DATA FOR PROCESSING |
━━━━━━━━
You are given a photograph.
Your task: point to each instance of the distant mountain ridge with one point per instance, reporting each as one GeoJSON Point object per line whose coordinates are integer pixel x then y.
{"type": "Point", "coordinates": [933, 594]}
━━━━━━━━
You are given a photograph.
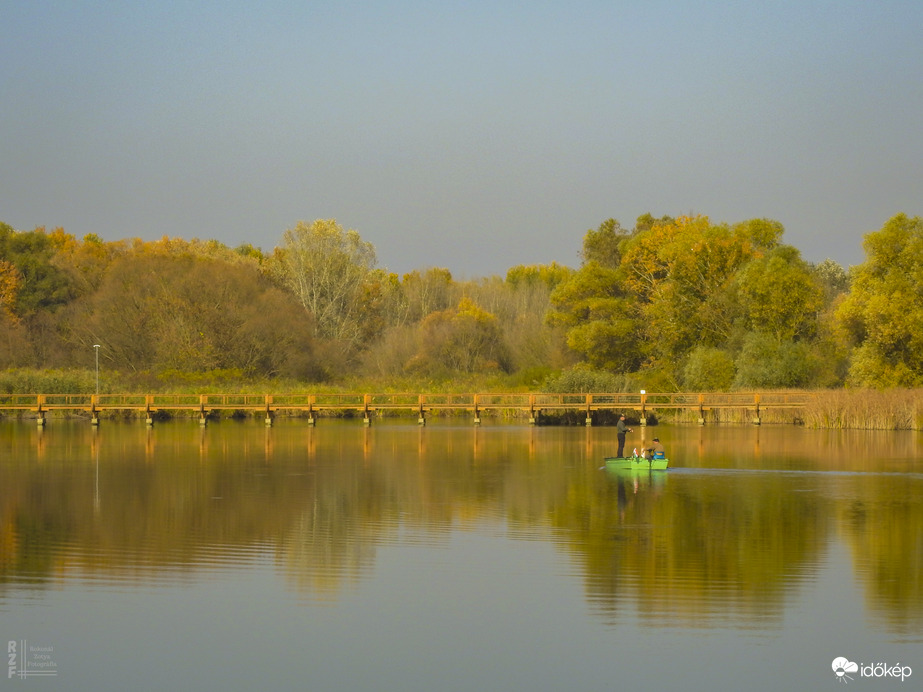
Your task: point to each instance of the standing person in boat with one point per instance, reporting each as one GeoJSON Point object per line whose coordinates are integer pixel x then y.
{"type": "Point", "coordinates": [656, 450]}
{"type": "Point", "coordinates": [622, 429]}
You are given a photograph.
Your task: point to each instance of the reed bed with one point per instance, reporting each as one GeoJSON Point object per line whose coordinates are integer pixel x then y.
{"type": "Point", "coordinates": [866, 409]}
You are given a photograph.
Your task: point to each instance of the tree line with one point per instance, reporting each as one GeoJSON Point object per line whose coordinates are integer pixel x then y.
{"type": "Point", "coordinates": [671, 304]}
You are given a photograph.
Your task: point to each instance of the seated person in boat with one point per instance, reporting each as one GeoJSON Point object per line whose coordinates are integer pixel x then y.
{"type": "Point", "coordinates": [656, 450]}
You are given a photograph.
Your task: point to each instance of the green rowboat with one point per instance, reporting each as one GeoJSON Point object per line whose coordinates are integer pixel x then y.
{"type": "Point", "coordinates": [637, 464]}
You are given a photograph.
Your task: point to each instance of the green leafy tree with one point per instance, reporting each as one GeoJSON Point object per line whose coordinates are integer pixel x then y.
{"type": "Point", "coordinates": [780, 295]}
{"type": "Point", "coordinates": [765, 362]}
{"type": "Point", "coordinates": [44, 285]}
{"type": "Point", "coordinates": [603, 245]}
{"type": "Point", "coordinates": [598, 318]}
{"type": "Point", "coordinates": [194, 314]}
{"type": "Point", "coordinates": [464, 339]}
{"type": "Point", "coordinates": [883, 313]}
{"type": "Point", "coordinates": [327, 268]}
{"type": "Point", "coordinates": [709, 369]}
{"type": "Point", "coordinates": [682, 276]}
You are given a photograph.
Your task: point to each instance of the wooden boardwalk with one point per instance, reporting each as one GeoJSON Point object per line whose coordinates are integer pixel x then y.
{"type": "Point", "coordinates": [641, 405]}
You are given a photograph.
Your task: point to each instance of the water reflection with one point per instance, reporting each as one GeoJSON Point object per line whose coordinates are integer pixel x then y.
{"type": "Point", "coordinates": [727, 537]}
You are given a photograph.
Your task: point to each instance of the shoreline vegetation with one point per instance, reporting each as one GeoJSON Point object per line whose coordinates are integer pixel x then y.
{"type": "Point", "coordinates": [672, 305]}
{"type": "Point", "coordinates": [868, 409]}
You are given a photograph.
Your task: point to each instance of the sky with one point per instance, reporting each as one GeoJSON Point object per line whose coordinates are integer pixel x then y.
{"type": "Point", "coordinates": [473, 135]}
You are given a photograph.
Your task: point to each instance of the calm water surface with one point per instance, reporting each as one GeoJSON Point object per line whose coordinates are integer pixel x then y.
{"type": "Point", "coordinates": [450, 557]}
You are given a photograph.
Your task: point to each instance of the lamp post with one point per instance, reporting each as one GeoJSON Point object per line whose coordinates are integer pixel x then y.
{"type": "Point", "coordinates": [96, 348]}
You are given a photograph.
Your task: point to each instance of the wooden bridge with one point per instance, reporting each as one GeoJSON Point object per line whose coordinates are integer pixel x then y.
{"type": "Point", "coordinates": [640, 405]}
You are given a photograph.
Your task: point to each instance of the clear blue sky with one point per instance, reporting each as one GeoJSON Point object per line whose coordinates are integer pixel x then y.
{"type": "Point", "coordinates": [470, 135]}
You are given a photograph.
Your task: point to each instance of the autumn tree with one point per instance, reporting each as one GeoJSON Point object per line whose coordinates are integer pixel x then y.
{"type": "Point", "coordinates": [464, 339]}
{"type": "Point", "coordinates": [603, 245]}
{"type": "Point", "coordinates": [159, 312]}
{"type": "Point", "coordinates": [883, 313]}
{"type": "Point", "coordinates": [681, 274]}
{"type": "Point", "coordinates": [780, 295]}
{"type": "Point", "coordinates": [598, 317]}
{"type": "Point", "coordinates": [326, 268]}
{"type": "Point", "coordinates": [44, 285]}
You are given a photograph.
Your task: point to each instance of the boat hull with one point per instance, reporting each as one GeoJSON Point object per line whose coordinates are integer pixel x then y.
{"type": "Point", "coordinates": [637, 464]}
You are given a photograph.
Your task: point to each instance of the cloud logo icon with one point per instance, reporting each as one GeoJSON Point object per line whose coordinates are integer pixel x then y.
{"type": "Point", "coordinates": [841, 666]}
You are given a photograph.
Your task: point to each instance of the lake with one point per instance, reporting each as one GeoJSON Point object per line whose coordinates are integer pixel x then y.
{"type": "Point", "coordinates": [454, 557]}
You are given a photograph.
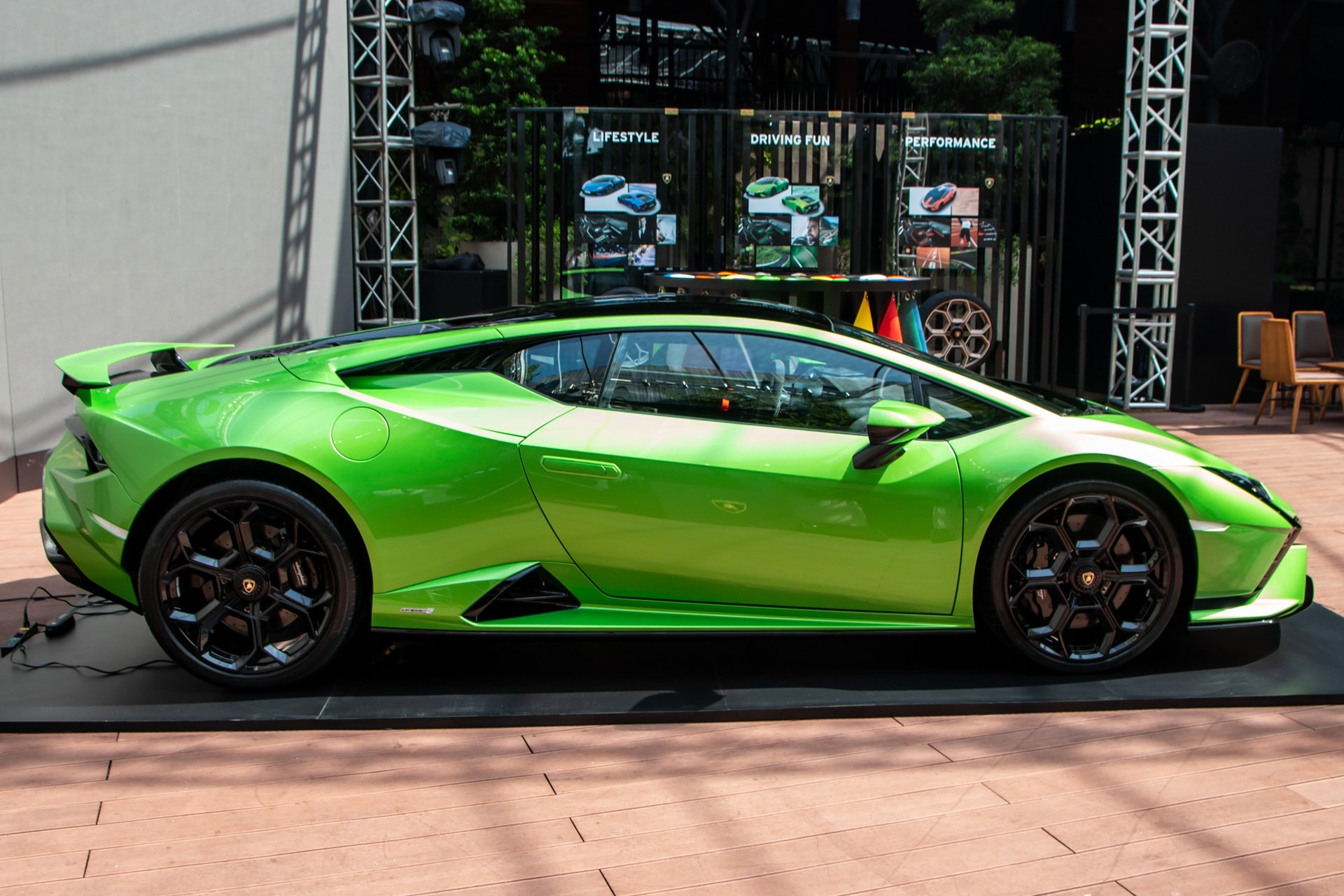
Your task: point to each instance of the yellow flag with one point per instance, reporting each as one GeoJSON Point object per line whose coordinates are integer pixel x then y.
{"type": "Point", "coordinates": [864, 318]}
━━━━━━━━
TASK | Gather every line above that contains the string "tree" and copy each of those lines in full.

TASK ANSWER |
Your task: point to each instance of the tree line with one point per instance, reporting each as one GeoJSON Point object per line whose coordinates are integer pixel x then y.
Your task: point to each instance of the green leafy tree with one point per instance, reporting each as one GeoJSON Point object per line whose coordinates are integer pixel x then y.
Your task: point to each instance of the autumn tree with one point per instance, reporting each as one GeoJSON Point object per line whose coordinates are integer pixel x then y.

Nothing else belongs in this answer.